Point annotation dataset records:
- - -
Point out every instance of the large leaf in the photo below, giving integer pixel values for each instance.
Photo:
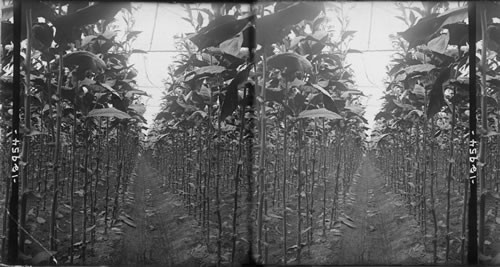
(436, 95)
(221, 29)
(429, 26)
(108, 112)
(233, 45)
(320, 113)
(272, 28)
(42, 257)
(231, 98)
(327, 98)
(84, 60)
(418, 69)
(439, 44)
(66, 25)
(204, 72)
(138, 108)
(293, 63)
- - -
§ What is asked: Write out the entries above again, substituting "broad leaf" for "large leaf" and keeping everything else unchanged. Leave the pictures out.

§ Answer to this task:
Point out every instance of the broad leaf in the photo below, giving integer pixel values for each instance.
Photo:
(436, 95)
(221, 29)
(429, 26)
(108, 112)
(233, 45)
(320, 113)
(272, 28)
(42, 257)
(231, 98)
(327, 98)
(84, 60)
(418, 69)
(439, 44)
(66, 25)
(204, 72)
(138, 108)
(293, 63)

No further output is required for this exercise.